═══ TRECHO PARA LEITURA
Não é à toa (ponto para a “Academia”, pelo menos neste caso) que a mais nova pérola dos irmãos Coen está concorrendo aos Oscars de melhor filme, fotografia, montagem, direção, roteiro adaptado e ator coadjuvante para Javier Bardem (o filme também concorre nas categorias de melhor som e edição de som). Fico realmente muito curioso e ansioso para saber o resultado final da premiação. Como eu já disse, a riqueza, a densidade, a profundidade e o equilíbrio desta obra notável lhe trazem um ar de clássico (ou de classicismo). No cinema contemporâneo dos Estados Unidos, há dois tipos de filme que são (ou serão) os mais merecedores da alcunha de clássicos: aqueles assinados por Clint Eastwood e os que pesam sob a autoria a quatro mãos de Joel e Ethan Coen.
Este Onde Os Fracos Não Têm Vez segue com maestria a melhor tradição do cinema clássico norte-americano: histórias de crime onde o individual e o coletivo, o psicológico e o sociológico, o texto e o contexto dialogam com muita riqueza e complexidade, em narrativas onde cada imagem, cada plano, incluindo todos os seus elementos visuais constituintes, está e se faz em função de algo que lhe transcende, um significado maior e mais abrangente. Como falei outro dia a respeito de O Gângster, todos os elementos da fotografia, da montagem, do roteiro e da direção exercem um papel específico, unem-se e contribuem para a criação e expressão de um todo que é mais do que a mera adição das partes. Não há pontas deixadas soltas. Não há o acaso, o mistério, o desvio inesperado, o cotidiano, o banal, ou seja: não há a própria vida como ela é, sem graça, cinza, monótona e monocromática.
Totalmente diferente e oposto ao que se tem no cinema europeu – basta ver o recente 4 Meses, 3 Semanas e 2 Dias. Se o cinema americano é de ação, o europeu é de estado; se o cinema americano é de acontecimentos, o europeu é de situações; se o cinema americano é de extra-ordinário, o europeu é de ordinário. Para colocar em terminologia teórica, segundo Gilles Deleuze, se o cinema americano é o da imagem-movimento, o cinema europeu é o da imagem-tempo. Se os filmes americanos se baseiam nas ações sensório-motoras, o europeu é fundamentado nas percepções ótico-sonoras puras. Este vocabulário já fala bastante por si só. Os irmãos Coen levam quase à perfeição o “sistema americano”, de uma maneira que só encontramos em fitas hollywoodianas dos anos 50 para trás – especialmente se pegarmos as obras de Alfred Hitchcock, o mais perfeito representante dessa tradição.
══════
═══ DADOS EXTRAÍDOS
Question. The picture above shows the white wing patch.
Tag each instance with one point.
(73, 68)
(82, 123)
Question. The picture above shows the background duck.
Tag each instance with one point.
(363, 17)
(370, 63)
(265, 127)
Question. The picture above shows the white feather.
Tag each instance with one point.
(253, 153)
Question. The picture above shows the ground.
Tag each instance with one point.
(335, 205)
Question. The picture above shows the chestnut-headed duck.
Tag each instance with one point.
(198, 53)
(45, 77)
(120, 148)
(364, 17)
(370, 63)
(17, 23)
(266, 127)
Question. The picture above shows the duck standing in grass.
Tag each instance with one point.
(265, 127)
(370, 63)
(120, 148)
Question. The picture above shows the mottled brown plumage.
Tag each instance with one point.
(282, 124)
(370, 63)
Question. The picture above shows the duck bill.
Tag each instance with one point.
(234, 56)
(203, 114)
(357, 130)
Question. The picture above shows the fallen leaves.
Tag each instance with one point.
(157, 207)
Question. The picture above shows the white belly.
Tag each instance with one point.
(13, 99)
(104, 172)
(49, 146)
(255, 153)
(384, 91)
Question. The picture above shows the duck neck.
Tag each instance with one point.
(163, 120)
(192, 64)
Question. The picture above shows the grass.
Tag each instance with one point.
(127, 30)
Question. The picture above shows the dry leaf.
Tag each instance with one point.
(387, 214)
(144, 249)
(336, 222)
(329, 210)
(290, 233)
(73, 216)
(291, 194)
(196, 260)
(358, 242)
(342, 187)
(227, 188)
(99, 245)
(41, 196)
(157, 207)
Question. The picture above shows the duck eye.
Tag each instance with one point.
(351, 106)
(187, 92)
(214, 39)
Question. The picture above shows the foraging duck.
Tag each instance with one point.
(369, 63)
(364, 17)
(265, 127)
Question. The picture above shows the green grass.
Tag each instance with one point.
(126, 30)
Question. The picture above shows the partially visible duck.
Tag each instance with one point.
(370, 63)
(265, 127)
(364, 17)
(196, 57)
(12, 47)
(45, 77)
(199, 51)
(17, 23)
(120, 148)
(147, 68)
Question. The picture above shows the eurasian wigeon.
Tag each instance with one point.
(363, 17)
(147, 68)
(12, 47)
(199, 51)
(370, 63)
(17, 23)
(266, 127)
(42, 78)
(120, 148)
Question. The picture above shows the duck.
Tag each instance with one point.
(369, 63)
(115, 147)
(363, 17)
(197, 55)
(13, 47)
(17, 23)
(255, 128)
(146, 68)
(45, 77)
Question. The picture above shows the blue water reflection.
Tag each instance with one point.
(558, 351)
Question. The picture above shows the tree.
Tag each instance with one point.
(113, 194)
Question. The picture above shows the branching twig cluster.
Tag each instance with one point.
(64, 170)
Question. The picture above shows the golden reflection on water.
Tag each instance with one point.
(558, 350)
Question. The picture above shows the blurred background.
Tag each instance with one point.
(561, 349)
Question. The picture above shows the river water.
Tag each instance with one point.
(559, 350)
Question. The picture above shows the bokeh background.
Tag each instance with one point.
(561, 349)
══════
═══ DADOS EXTRAÍDOS
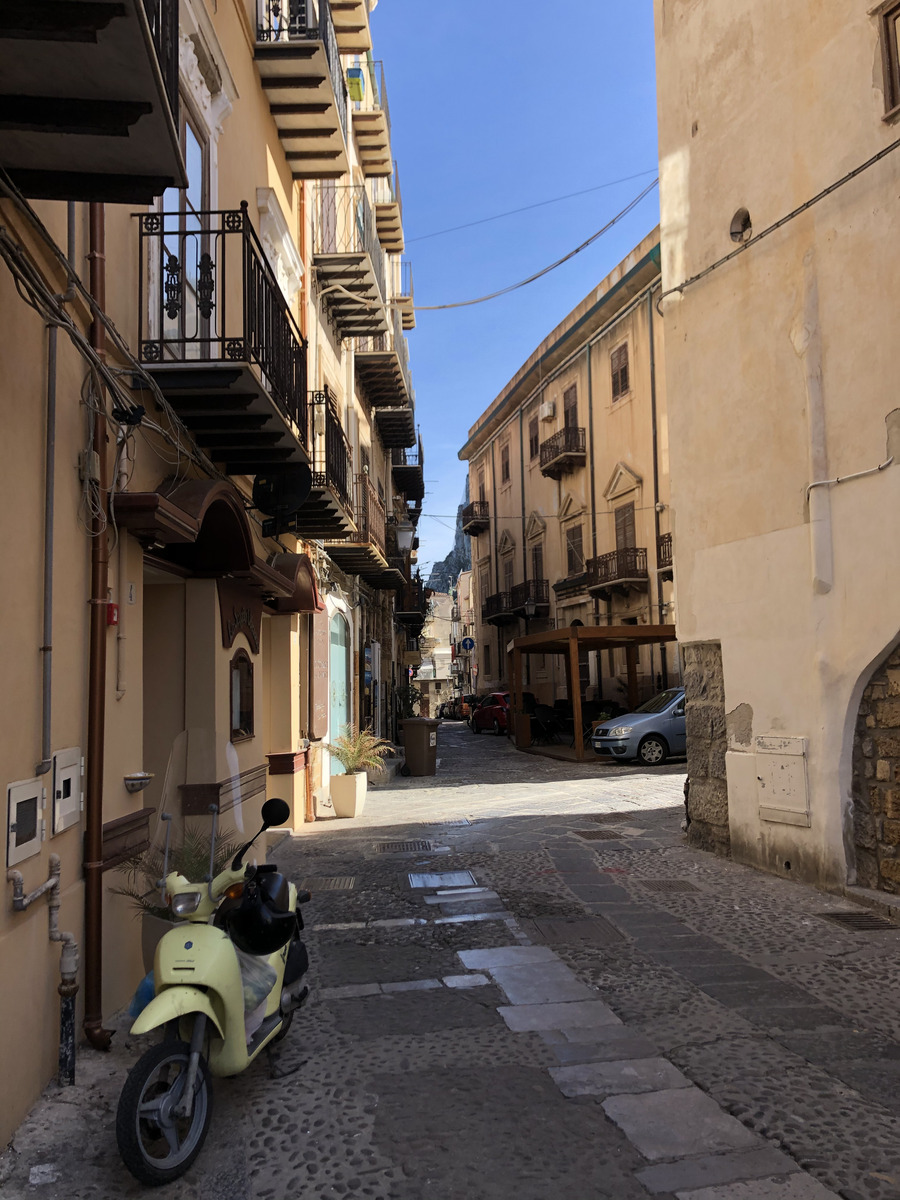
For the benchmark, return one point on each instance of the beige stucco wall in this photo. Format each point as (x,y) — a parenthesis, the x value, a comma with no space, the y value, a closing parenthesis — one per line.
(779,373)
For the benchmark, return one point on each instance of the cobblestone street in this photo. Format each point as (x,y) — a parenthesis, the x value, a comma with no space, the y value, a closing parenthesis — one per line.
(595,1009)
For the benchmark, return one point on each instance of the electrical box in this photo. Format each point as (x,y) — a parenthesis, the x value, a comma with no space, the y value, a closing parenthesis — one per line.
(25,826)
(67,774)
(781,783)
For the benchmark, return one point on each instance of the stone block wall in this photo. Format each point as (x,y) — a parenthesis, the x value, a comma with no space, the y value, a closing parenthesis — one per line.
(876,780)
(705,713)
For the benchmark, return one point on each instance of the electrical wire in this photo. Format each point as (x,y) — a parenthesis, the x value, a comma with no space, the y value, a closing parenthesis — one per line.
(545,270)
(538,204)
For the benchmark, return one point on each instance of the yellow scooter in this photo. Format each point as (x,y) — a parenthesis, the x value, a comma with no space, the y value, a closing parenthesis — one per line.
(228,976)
══════
*EXERCÍCIO BREVE 1*: Indique se cada afirmação concorda com a crítica sobre o filme dos irmãos Coen, respondendo sim ou não e citando literalmente as palavras da crítica que decidem cada caso. (a) Javier Bardem concorre ao Oscar de melhor ator coadjuvante pelo filme. (b) Para a crítica, o cinema americano é um cinema de situações. (c) Alfred Hitchcock é apontado como o mais perfeito representante da tradição do cinema clássico americano.
*EXERCÍCIO BREVE 2*: Prossiga a crítica sobre o filme dos irmãos Coen a partir da última frase apresentada.
Os registros não têm nenhuma relação com a crítica.

*RESULTADO 1*:
(a) Sim: "ator coadjuvante para Javier Bardem".
(b) Não: "se o cinema americano é de acontecimentos, o europeu é de situações".
(c) Sim: "Alfred Hitchcock, o mais perfeito representante dessa tradição".

*RESULTADO 2*:
Em Onde Os Fracos Não Têm Vez, é belíssima a maneira como as paisagens semi-áridas do sudoeste norte-americano (Texas) dialogam com a aridez da história e dos seus personagens. Se o filme fosse composto apenas pelas imagens de abertura, que focalizam aquelas paisagens desertas enquanto a voz em off do personagem de Tomy Lee Jones faz justamente aquele pequeno discurso, ou lamento, ou confissão, já teríamos aí um grande filme. De resto, é em pequenos mas significativos detalhes que a arte do filme se faz. Que detalhes? Um certo enquadramento (em primeiro plano ou com profundidade de campo), um certo corte na montagem, o qual, assim como o enquadramento, escolhe muito bem o que mostrar e o que não mostrar – as coisas que é melhor que fiquem implícitas, pressupostas, subentendidas, sugeridas... Ou simplesmente coisas que não existem ou não aconteceram de fato – deixar margem à dúvida.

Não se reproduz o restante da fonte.